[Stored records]
◆ ◆ ◆

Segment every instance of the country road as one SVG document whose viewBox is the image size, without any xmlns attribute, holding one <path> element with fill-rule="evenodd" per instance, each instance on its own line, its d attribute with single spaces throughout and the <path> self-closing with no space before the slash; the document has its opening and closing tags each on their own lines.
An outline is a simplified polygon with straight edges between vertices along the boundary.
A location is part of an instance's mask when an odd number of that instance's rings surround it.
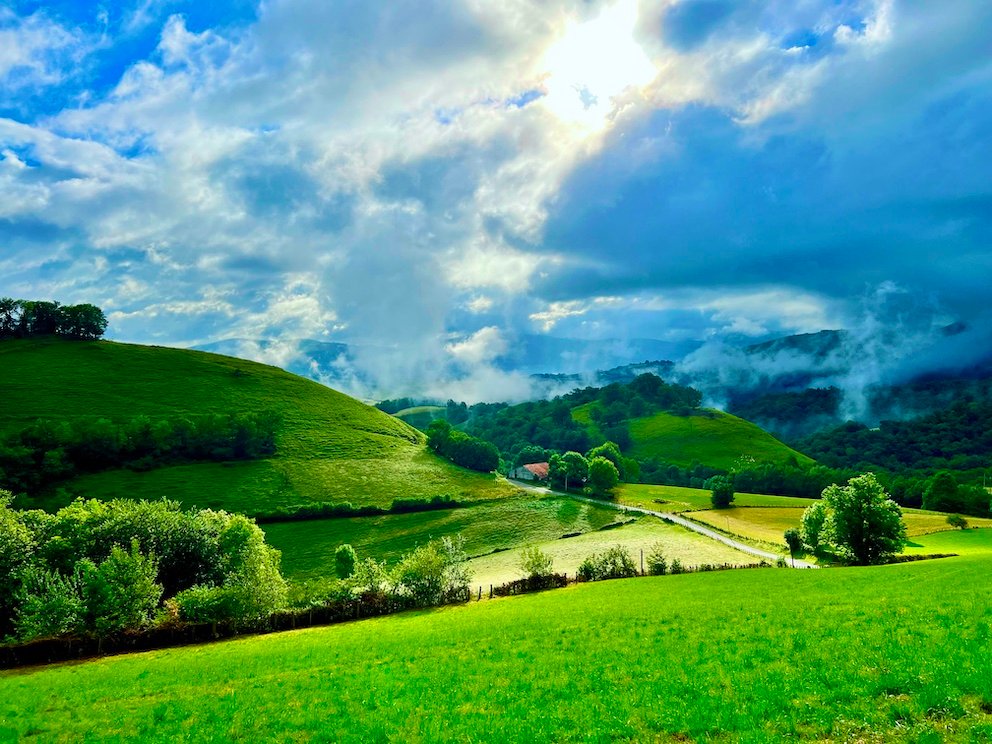
<svg viewBox="0 0 992 744">
<path fill-rule="evenodd" d="M 588 498 L 587 496 L 579 496 L 574 493 L 553 491 L 550 488 L 546 488 L 544 486 L 532 486 L 529 483 L 524 483 L 523 481 L 518 481 L 518 480 L 510 480 L 510 482 L 513 485 L 517 486 L 518 488 L 522 488 L 525 491 L 531 491 L 533 493 L 539 493 L 542 495 L 554 494 L 556 496 L 568 496 L 569 498 L 575 499 L 576 501 L 585 501 L 588 504 L 598 504 L 600 506 L 607 506 L 611 509 L 616 509 L 617 511 L 636 512 L 638 514 L 647 514 L 648 516 L 658 517 L 658 519 L 662 519 L 666 522 L 670 522 L 671 524 L 680 525 L 682 527 L 685 527 L 686 529 L 692 530 L 693 532 L 698 532 L 700 535 L 703 535 L 704 537 L 708 537 L 711 540 L 716 540 L 717 542 L 721 542 L 724 545 L 727 545 L 728 547 L 734 548 L 736 550 L 740 550 L 742 553 L 747 553 L 748 555 L 753 555 L 758 558 L 763 558 L 773 563 L 782 557 L 779 553 L 771 553 L 767 550 L 761 550 L 760 548 L 755 548 L 752 545 L 748 545 L 746 543 L 742 543 L 737 540 L 734 540 L 733 538 L 727 537 L 726 535 L 723 535 L 715 530 L 711 530 L 709 527 L 704 527 L 698 522 L 693 522 L 691 519 L 680 517 L 678 514 L 669 514 L 667 512 L 659 512 L 659 511 L 654 511 L 652 509 L 644 509 L 640 506 L 628 506 L 627 504 L 617 504 L 613 501 L 591 499 Z M 819 568 L 819 566 L 817 566 L 816 564 L 808 563 L 806 561 L 792 560 L 792 561 L 787 561 L 787 564 L 790 564 L 792 568 Z"/>
</svg>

◆ ◆ ◆

• WHAT IS BEING ASKED: Without the images, print all of the lines above exactly.

• ANSWER FOR THIS EXERCISE:
Segment every instance of the country road as one SVG document whose viewBox is the image size, without any xmlns attribute, holding one <path> element with fill-rule="evenodd" per instance, each instance on its own line, its d attribute with single spaces throughout and the <path> self-closing with no space before the slash; the document has its opening and closing tags each on their own lines.
An outline is a simplified polygon with straight edges between vertices along the boundary.
A location is part of an instance's mask when an odd number of that instance's rings surround it.
<svg viewBox="0 0 992 744">
<path fill-rule="evenodd" d="M 588 498 L 587 496 L 579 496 L 574 493 L 553 491 L 550 488 L 546 488 L 544 486 L 532 486 L 529 483 L 524 483 L 523 481 L 518 481 L 518 480 L 510 480 L 510 482 L 513 485 L 517 486 L 518 488 L 522 488 L 525 491 L 531 491 L 533 493 L 539 493 L 542 495 L 554 494 L 556 496 L 568 496 L 569 498 L 575 499 L 576 501 L 585 501 L 588 504 L 598 504 L 600 506 L 607 506 L 611 509 L 616 509 L 617 511 L 636 512 L 638 514 L 647 514 L 648 516 L 658 517 L 658 519 L 662 519 L 666 522 L 670 522 L 671 524 L 680 525 L 682 527 L 685 527 L 686 529 L 692 530 L 693 532 L 698 532 L 700 535 L 703 535 L 704 537 L 708 537 L 711 540 L 716 540 L 717 542 L 721 542 L 724 545 L 727 545 L 728 547 L 734 548 L 736 550 L 740 550 L 742 553 L 747 553 L 748 555 L 753 555 L 758 558 L 763 558 L 773 563 L 782 557 L 779 553 L 771 553 L 767 550 L 761 550 L 760 548 L 755 548 L 752 545 L 748 545 L 746 543 L 742 543 L 737 540 L 734 540 L 733 538 L 727 537 L 726 535 L 723 535 L 715 530 L 711 530 L 709 527 L 704 527 L 698 522 L 693 522 L 691 519 L 680 517 L 678 514 L 669 514 L 667 512 L 659 512 L 659 511 L 654 511 L 652 509 L 644 509 L 640 506 L 628 506 L 627 504 L 617 504 L 613 501 L 591 499 Z M 819 568 L 819 566 L 817 566 L 816 564 L 808 563 L 806 561 L 792 560 L 792 561 L 787 561 L 787 564 L 790 564 L 792 568 Z"/>
</svg>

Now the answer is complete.